■ **What to work on**
A: Decide whether each statement below agrees with the debate text about God and logic, answering yes or no and quoting the deciding words from the text. (i) The text places the point at which ontological mind stuff becomes cosmological at the time of creation. (ii) The atheist in the text denies that logic is ontologically necessary. (iii) The text cites the Gospel of Mark.
B: List every book or passage of scripture that the debate text about God and logic names.

BEGIN Text for analysis

What you seem to be saying here is that the collection of all ontologically necessary things "are" God, but this is just a romanticized version of pantheism.
What I am trying to say is that all these ontologically necessary things(maybe called definitions) come from one common source, that being existence. Admittedly you point out a big problem that philosophers have attempted to explain for ages. And that is, to make the Creator or God both transcendental and imminent at the same time. In Christian metaphysics the point at which ontological mind stuff becomes cosmological is the point in time of creation.
yet here I am: an atheist which agrees logic is ontologically necessary. I haven't contradicted myself, so I'm still not understanding exactly what your point is.
And here you are, at the beginning of all things where one must choose between many conflicting things whether you are an atheist or a theist. Did absolute being create the cosmological world by separating into real cosmological things by his ontological way of thinking things into existence? Or, do we want to have a faith, which says something came from nothing? The latter is too big of a jump in logic for me.
Atheist, however, make this jump in logic all the time and think it is a safe assumption. As they say, some atheist do not believe their is a God or an Absolute. Some believe there is only one absolute and that is that there are no absolutes. I am sure you have heard that. So, do you contradict yourself or do you simply refuse to recognize creation? If you do not believe that something can come from nothing, do you not discover that God is the great "I am"? This also is the Bible's take on creation. In Genesis 1, the Bible opens with "in the beginning God created" and in the Gospel of John says the "
logos became flesh."
They call it God, I call it "the universe." Likewise in this scenario, you seem to be calling it God, while I just call it "logic."

END Text for analysis
BEGIN Stored data

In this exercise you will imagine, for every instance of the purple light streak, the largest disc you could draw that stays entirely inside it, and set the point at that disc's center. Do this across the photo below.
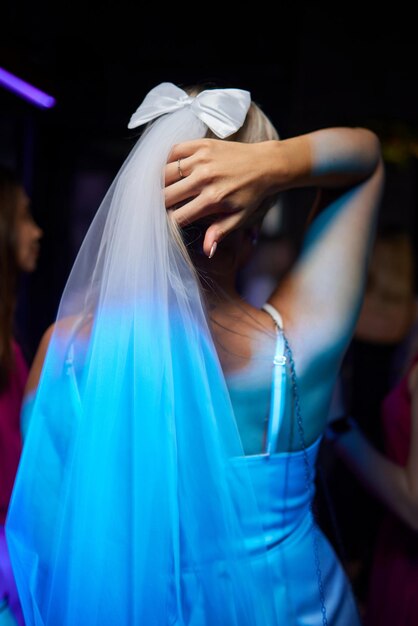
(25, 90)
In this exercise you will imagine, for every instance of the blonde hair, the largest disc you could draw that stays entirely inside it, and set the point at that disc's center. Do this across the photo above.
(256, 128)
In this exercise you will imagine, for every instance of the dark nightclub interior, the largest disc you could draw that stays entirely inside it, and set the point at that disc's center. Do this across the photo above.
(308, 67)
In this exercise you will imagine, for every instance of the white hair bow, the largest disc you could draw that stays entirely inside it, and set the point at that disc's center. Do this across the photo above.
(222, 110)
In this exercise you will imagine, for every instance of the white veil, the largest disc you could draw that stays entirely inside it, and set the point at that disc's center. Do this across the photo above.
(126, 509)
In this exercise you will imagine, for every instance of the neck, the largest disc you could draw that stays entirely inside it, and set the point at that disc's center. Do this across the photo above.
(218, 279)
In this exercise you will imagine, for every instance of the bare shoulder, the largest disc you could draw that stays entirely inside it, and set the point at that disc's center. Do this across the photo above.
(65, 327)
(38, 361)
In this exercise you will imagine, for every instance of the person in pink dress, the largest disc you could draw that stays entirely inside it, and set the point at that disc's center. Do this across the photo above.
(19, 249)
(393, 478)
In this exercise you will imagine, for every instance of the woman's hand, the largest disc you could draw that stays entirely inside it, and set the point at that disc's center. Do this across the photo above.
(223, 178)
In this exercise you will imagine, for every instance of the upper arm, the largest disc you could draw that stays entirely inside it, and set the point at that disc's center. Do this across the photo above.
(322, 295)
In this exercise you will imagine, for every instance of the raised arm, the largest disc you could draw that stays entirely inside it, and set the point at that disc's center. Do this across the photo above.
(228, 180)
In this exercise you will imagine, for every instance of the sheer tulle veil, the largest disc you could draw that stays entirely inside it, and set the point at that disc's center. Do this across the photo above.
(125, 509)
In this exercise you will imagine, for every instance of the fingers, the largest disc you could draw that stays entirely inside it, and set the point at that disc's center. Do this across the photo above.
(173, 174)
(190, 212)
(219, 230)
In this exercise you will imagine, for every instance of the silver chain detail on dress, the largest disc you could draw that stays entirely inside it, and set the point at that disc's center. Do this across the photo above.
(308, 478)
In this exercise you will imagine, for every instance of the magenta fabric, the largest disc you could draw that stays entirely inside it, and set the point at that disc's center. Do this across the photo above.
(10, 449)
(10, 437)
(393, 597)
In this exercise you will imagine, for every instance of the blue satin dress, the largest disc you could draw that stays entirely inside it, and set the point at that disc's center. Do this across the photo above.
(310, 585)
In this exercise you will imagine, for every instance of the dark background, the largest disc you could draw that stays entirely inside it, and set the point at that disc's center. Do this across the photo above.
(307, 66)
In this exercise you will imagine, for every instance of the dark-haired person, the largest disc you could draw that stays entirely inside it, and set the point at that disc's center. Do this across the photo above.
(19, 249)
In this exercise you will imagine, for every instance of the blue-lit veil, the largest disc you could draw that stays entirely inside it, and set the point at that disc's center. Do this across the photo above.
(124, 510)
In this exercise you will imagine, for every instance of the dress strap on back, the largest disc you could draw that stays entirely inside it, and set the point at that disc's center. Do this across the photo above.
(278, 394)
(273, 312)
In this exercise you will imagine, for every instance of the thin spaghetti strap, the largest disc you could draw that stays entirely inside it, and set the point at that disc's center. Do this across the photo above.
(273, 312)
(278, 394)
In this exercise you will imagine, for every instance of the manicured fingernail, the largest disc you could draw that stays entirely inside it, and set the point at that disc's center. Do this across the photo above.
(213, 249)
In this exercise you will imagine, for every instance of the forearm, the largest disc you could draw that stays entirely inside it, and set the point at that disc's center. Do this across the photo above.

END Stored data

■ **Answers to the exercises**
A:
(i) Yes: "In Christian metaphysics the point at which ontological mind stuff becomes cosmological is the point in time of creation."
(ii) No: "an atheist which agrees logic is ontologically necessary"
(iii) No: "in the Gospel of John says the"

B:
- the Bible
- Genesis 1
- the Gospel of John